- [Extract to read]:
▬▬▬▬▬▬
Herbfacts

Turmeric Root

Latin name; Curcuma longa

Pharmacopoeial name: Curcumae longae rhizome

Other names: Curcuma, Indian saffron

About Turmeric Root

This vibrant yellow spice, derived from the rhizome of the plant, has a long history of use in traditional medicines of China and India. The rhizome of turmeric has been crushed into a powder and used in Asian cookery, medicine, cosmetics, and fabric dying for more than 2000 years. Early European explorers to the Asian continent introduced this important spice to the Western world in the 14th century. Use of curcumin as a folk remedy continues today. As part of the ancient Indian medical system, Ayurveda, a poultice of turmeric paste is used to treat common eye infections, and to dress wounds, treat bites, burns, acne and various skin diseases. This ancient remedy is also used to treat dental diseases, digestive disorders such as dyspepsia and acidity, indigestion, flatulence and ulcers. In food and manufacturing, curcumin is currently used in perfumes and as a natural yellow colouring agent, as well as an approved food additive to flavour various types of curries and mustards.

Curcumin was first discovered about two centuries ago by Harvard College laboratory scientists Vogel and Pelletier from the rhizomes of Curcuma longa (turmeric) (1,2). Curcumin is a highly pleiotropic molecule that was first shown to exhibit antibacterial activity in 1949 (3). Since then, this polyphenol has been shown to possess anti-inflammatory, hypoglycemic, antioxidant, wound-healing, and antimicrobial activities (4). Extensive preclinical studies over the past three decades have indicated curcumin’s therapeutic potential against a wide range of human diseases (5). In addition, curcumin has been shown to directly interact with numerous signaling molecules (6). Although the therapeutic use of Curcuma was recorded as early as 1748 (7), the first article referring to the use of curcumin in human disease was published in 1937 by Oppenheimer (8). In this study, the author examined the effects of “curcumen” or “curcunat” in human biliary diseases. Since this initial identification, interest in curcumin research in human participants has increased remarkably.

Although curcumin has shown efficacy against numerous human ailments, poor bioavailability due to poor absorption, rapid metabolism, and rapid systemic elimination have been shown to limit its therapeutic efficacy (9). As a result, numerous efforts have been made to improve curcumin’s bioavailability by altering these features. The use of adjuvants that can block the metabolic pathway of curcumin is the most common strategy for increasing the bioavailability of curcumin. Other promising approaches to increase the bioavailability of curcumin in humans include the use of nanoparticles (10), liposomes (11), phospholipid complexes (12), and structural analogues (9).
▬▬▬▬▬▬
- [Your tasks]:
[a] According to the turmeric root text, in what year was curcumin first shown to have antibacterial activity?
[b] Pick up the turmeric root text after its final sentence and continue writing it.
The lines play no part in any of this.

- [Given data]:
▬▬▬▬▬▬
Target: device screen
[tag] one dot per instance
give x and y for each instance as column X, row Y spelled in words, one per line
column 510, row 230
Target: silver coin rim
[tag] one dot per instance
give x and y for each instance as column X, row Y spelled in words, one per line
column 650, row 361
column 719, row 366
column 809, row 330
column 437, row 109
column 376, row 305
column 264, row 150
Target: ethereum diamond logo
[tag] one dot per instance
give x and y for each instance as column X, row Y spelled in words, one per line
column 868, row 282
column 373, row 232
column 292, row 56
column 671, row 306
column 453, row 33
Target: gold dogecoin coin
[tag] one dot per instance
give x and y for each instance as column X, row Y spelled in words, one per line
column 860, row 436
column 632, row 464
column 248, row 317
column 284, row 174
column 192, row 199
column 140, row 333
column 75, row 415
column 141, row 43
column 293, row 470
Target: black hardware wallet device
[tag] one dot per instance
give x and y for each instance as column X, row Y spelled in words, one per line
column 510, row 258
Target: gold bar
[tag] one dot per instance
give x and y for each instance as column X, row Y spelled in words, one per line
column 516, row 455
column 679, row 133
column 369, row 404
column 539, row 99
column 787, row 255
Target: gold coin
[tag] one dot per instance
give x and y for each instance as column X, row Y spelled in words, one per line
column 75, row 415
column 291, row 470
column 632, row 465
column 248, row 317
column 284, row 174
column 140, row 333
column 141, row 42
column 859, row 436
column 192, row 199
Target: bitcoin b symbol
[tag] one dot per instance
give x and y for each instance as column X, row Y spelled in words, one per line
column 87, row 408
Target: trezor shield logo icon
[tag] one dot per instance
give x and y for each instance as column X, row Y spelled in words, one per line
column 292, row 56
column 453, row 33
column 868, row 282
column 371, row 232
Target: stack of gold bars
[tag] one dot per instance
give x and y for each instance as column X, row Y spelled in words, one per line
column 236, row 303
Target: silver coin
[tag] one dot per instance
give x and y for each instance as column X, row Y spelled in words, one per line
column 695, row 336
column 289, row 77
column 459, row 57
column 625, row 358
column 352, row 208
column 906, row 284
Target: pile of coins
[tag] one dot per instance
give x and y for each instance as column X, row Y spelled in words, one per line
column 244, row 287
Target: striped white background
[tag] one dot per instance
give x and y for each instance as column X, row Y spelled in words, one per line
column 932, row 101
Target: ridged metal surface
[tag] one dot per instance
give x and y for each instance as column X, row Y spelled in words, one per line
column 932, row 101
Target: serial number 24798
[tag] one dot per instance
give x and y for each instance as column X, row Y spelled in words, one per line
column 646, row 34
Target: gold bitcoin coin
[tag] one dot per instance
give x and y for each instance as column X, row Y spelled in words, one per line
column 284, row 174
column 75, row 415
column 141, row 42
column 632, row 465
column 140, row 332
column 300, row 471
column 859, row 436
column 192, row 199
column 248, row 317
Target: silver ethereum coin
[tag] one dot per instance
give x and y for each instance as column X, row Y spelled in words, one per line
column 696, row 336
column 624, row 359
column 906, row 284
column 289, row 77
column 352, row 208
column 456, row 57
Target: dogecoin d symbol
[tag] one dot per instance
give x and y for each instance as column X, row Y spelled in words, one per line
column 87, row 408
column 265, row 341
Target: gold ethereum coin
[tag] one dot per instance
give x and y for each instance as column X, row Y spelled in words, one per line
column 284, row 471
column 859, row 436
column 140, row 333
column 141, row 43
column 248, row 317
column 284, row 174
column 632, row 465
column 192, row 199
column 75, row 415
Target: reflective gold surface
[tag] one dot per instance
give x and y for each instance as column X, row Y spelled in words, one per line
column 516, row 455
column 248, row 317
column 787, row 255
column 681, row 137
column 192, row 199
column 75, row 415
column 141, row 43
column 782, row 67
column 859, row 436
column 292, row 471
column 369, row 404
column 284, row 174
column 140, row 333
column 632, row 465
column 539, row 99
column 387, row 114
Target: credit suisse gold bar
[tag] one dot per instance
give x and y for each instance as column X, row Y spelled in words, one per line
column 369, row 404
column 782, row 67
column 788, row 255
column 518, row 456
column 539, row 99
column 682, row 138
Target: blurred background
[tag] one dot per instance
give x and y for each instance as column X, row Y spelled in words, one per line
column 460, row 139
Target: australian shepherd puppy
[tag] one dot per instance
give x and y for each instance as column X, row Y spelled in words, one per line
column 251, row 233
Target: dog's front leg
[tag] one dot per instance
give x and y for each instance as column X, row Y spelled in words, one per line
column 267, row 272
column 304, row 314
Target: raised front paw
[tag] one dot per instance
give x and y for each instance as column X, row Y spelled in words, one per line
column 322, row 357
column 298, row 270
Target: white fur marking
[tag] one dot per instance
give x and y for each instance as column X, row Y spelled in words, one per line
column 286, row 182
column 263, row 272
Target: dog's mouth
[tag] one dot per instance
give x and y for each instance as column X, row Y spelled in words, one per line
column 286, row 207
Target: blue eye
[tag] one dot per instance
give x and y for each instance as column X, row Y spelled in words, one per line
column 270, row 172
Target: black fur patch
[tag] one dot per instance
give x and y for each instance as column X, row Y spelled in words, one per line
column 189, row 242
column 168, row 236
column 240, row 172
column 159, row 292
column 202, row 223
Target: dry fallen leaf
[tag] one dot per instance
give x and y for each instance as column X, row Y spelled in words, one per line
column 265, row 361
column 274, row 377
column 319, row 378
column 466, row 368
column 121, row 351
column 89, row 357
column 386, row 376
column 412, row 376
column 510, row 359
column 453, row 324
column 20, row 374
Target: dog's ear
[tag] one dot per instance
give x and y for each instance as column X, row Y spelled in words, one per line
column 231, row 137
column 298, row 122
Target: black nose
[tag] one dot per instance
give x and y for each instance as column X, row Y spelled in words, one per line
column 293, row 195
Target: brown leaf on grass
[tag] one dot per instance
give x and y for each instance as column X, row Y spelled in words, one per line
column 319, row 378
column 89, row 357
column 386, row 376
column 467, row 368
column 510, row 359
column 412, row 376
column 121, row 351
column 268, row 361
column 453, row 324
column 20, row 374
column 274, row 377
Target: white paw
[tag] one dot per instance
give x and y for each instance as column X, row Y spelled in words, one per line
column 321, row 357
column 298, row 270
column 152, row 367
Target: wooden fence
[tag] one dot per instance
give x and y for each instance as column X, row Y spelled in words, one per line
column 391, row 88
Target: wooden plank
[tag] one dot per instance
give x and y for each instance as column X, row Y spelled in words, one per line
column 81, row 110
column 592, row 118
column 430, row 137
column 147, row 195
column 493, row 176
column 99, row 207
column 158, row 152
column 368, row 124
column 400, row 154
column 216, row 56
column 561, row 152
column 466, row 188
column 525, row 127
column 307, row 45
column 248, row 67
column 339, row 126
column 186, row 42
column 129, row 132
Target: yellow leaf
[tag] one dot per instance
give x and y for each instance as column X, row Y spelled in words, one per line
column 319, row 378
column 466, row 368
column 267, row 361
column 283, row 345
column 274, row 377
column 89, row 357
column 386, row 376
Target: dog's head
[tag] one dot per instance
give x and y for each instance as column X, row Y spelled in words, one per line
▬▬▬▬▬▬
- [Set of answers]:
[a] 1949

[b]
Uses of Turmeric Root

IBD

One open-label study evaluated the efficacy of curcumin in patients with ulcerative proctitis and in patients
with Crohn’s disease (13). Significant decrease in symptoms as well as in inflammatory indices (erythrocyte sedimentation rate and CRP) were observed in all patients with proctitis. Only four of the five patients with Crohn’s disease, however, completed the study. There was a mean reduction of 55 points in the Crohn’s disease activity index, and reductions in erythrocyte sedimentation rate and CRP were observed in these patients. Another study evaluated the efficacy of curcumin as maintenance therapy in patients with quiescent ulcerative colitis (14). The relapse rates were 4.65% in the curcumin-treated group and 20.51% in the placebo group.

Irritable Bowel Syndrome

A partially blinded, randomized, pilot study assessed the effects of two different doses of turmeric extract on IBS symptoms in healthy adults (15). The prevalence of IBS was reduced by 53% and 60% in the one-tablet and two-tablet groups, respectively, and was associated with a marked decrease in IBS symptoms.

Arthritis

The potential of curcumin against arthritis was first reported in 1980 in a short-term, double-blind, crossover study involving 18 young patients with rheumatoid arthritis (16) comparing curcumin’s efficacy with that of phenylbutazone. Curcumin was well tolerated, had no adverse effects, and exerted an anti-rheumatic activity identical to that of phenylbutazone as shown by improvement in joint swelling, morning stiffness, and walking time. In recent study, curcumin alone and in combination with diclofenac sodium was found to be safe and effective in 45 patients with rheumatoid arthritis (17). Another study in patients with osteoarthritis evaluated the efficacy of curcumin (18). After 3 months of treatment, the global WOMAC score was decreased by 58%; walking distance was increased from 76 m to 332 m, and CRP levels were significantly decreased. In comparison, only modest improvement in these measurements was observed in the control group. In a subsequent study, this group investigated the long-term efficacy and safety of curcumin in a longer (8-month) study involving patients with osteoarthritis. The WOMAC score was decreased by more than 50%, whereas treadmill walking performance was increased almost threefold compared with the control. The need for hospital admissions, consultations, and tests by the patients also decreased after treatment.(19).

Peptic Ulcer

A randomized controlled clinical trial compared the efficacy of turmeric and liquid antacid against benign gastric ulcers (20). Of the 60 patients who participated in the study, 30 received turmeric, and the other 30 received antacid . The treatment was continued for 6 to 12 weeks. Although both antacid and turmeric improved gastric ulcers in patients, the former was better in reducing the ulcers. A phase II clinical trial evaluated the safety and efficacy of curcumin in 45 patients with peptic ulcers (21). Results after 4 weeks of treatment showed that ulcers were absent in 12 patients; after 8 weeks of treatment, ulcers were absent in 18 patients; and after 12 weeks of treatment, ulcers were absent in 19 patients. The remaining patients had symptomatic relief after turmeric treatment.

Atherosclerosis

One study evaluated the effects of curcumin in reducing the serum levels of cholesterol and lipid peroxides in healthy human volunteers (22). Curcumin was administered to the volunteers for 7 days and reduced serum lipid peroxides by 33% and total serum cholesterol levels by 11.63%, and increased HDL cholesterol by 29%.

Diabetes

Because of its anti-inflammatory property, curcumin represents a promising therapeutic option for type 2 diabetes mellitus. (T2DM). Curcumin’s ability to decrease blood sugar levels in human patients was first reported in 1972 (23).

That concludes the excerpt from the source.